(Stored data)
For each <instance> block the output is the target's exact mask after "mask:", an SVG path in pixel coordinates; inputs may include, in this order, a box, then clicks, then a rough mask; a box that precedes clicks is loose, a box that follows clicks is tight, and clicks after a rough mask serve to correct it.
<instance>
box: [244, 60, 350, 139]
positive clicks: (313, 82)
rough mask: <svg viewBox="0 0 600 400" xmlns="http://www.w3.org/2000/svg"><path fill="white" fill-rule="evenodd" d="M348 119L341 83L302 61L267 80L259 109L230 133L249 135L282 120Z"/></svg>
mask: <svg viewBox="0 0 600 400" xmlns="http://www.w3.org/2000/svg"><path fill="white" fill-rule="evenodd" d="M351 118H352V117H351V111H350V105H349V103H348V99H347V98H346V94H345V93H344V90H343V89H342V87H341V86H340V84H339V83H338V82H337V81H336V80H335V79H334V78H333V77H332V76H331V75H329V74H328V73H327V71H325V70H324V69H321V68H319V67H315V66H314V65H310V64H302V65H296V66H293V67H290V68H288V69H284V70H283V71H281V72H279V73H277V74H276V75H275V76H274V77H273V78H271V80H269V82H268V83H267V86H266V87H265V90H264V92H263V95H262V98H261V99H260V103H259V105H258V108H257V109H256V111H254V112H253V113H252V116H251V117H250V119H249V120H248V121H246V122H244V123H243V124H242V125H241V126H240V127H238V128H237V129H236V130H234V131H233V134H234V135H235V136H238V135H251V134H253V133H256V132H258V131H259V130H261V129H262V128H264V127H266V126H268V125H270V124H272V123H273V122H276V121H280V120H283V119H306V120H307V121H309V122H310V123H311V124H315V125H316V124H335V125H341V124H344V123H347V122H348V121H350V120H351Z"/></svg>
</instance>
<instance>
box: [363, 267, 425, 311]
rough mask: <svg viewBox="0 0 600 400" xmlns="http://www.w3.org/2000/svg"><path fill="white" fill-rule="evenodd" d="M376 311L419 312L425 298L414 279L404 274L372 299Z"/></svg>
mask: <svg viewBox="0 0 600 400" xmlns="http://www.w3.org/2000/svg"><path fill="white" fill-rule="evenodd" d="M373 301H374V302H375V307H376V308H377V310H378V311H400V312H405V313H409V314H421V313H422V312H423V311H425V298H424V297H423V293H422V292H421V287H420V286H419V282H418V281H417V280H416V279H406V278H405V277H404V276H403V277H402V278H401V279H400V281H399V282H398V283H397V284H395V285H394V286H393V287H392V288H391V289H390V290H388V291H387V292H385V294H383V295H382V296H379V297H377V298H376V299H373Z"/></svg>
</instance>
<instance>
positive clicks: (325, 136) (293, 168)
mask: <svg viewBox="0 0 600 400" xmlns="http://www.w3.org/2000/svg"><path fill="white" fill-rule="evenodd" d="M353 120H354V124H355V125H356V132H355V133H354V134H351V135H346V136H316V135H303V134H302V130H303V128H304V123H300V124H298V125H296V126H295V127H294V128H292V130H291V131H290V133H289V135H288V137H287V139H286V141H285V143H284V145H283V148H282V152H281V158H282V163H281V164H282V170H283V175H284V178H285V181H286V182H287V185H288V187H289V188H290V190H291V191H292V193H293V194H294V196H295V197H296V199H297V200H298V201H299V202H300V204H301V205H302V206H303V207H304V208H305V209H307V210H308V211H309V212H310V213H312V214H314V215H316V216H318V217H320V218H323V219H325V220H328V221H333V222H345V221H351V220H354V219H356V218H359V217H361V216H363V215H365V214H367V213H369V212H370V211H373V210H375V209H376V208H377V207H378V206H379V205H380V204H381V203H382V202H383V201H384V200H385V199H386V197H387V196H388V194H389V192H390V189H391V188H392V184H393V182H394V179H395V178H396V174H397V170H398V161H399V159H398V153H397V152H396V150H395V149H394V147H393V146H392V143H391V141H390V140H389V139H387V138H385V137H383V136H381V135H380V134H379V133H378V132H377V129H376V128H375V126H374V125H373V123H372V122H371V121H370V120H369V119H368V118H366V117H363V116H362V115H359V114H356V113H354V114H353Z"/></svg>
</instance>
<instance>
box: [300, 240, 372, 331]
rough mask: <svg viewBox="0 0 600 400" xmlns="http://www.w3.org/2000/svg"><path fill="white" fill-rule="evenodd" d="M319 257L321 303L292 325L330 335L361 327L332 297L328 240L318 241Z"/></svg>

■ THE TASK:
When you output the entries, keep every line exactly as it appears above.

■ ANSWER BOX:
For each <instance> block the output is the target's exact mask after "mask:", an SVG path in pixel coordinates; inputs may include, in this order, a box, then clicks, then a rough mask; a box that precedes clicks is loose, a box that follows clicks is tight, and clicks after a rough mask serve to correct it.
<instance>
box: [244, 60, 350, 139]
positive clicks: (313, 82)
rough mask: <svg viewBox="0 0 600 400" xmlns="http://www.w3.org/2000/svg"><path fill="white" fill-rule="evenodd" d="M348 119L341 83L302 61L267 80L259 109L230 133L249 135L282 120Z"/></svg>
mask: <svg viewBox="0 0 600 400" xmlns="http://www.w3.org/2000/svg"><path fill="white" fill-rule="evenodd" d="M351 118H352V117H351V111H350V105H349V103H348V99H347V98H346V94H345V93H344V90H343V89H342V87H341V86H340V84H339V83H338V82H337V81H336V80H335V79H334V78H333V77H332V76H331V75H329V74H328V73H327V71H325V70H324V69H321V68H319V67H315V66H314V65H310V64H302V65H296V66H293V67H290V68H288V69H284V70H283V71H281V72H279V73H277V74H276V75H275V76H274V77H273V78H271V80H269V82H268V83H267V86H266V87H265V90H264V92H263V95H262V98H261V99H260V103H259V105H258V108H257V109H256V111H254V112H253V113H252V116H251V117H250V119H249V120H248V121H246V122H244V123H243V124H242V125H241V126H240V127H238V128H237V129H236V130H234V131H233V134H234V135H235V136H238V135H251V134H253V133H256V132H258V131H259V130H261V129H262V128H264V127H266V126H268V125H270V124H272V123H273V122H276V121H280V120H283V119H306V120H307V121H309V122H310V123H311V124H315V125H316V124H335V125H341V124H344V123H347V122H348V121H350V120H351Z"/></svg>
</instance>
<instance>
box: [363, 267, 425, 311]
rough mask: <svg viewBox="0 0 600 400" xmlns="http://www.w3.org/2000/svg"><path fill="white" fill-rule="evenodd" d="M376 311L419 312L425 298L414 279L404 274L372 299Z"/></svg>
mask: <svg viewBox="0 0 600 400" xmlns="http://www.w3.org/2000/svg"><path fill="white" fill-rule="evenodd" d="M373 301H374V302H375V307H376V308H377V310H378V311H400V312H405V313H409V314H421V313H422V312H423V311H425V298H424V297H423V293H422V292H421V287H420V286H419V282H418V281H417V280H416V279H406V278H405V277H404V276H403V277H402V278H401V279H400V281H399V282H398V283H397V284H395V285H394V286H393V287H392V288H391V289H390V290H388V291H387V292H385V294H383V295H382V296H379V297H377V298H376V299H373Z"/></svg>
</instance>
<instance>
positive clicks: (325, 136) (293, 168)
mask: <svg viewBox="0 0 600 400" xmlns="http://www.w3.org/2000/svg"><path fill="white" fill-rule="evenodd" d="M353 120H354V124H355V125H356V132H355V133H354V134H351V135H346V136H316V135H303V134H302V130H303V128H304V123H300V124H298V125H296V126H295V127H294V128H292V130H291V131H290V133H289V135H288V137H287V139H286V141H285V143H284V145H283V148H282V152H281V158H282V163H281V164H282V170H283V175H284V178H285V181H286V182H287V185H288V187H289V188H290V190H291V191H292V193H293V194H294V196H295V197H296V199H297V200H298V201H299V202H300V204H301V205H302V206H303V207H304V208H305V209H307V210H308V211H309V212H310V213H312V214H314V215H316V216H318V217H320V218H323V219H325V220H328V221H333V222H345V221H351V220H354V219H356V218H359V217H361V216H363V215H365V214H367V213H369V212H370V211H373V210H375V209H376V208H377V207H378V206H379V205H380V204H381V203H382V202H383V201H384V200H385V199H386V197H387V196H388V194H389V192H390V189H391V188H392V184H393V182H394V179H395V178H396V174H397V170H398V161H399V159H398V153H397V152H396V150H395V149H394V147H393V146H392V143H391V141H390V140H389V139H387V138H385V137H383V136H381V135H380V134H379V133H378V132H377V129H376V128H375V126H374V125H373V123H372V122H371V121H370V120H369V119H368V118H366V117H363V116H362V115H359V114H356V113H354V114H353Z"/></svg>
</instance>
<instance>
box: [300, 240, 372, 331]
rough mask: <svg viewBox="0 0 600 400" xmlns="http://www.w3.org/2000/svg"><path fill="white" fill-rule="evenodd" d="M319 257L321 303L292 325L330 335L361 327L332 297L328 240L318 241Z"/></svg>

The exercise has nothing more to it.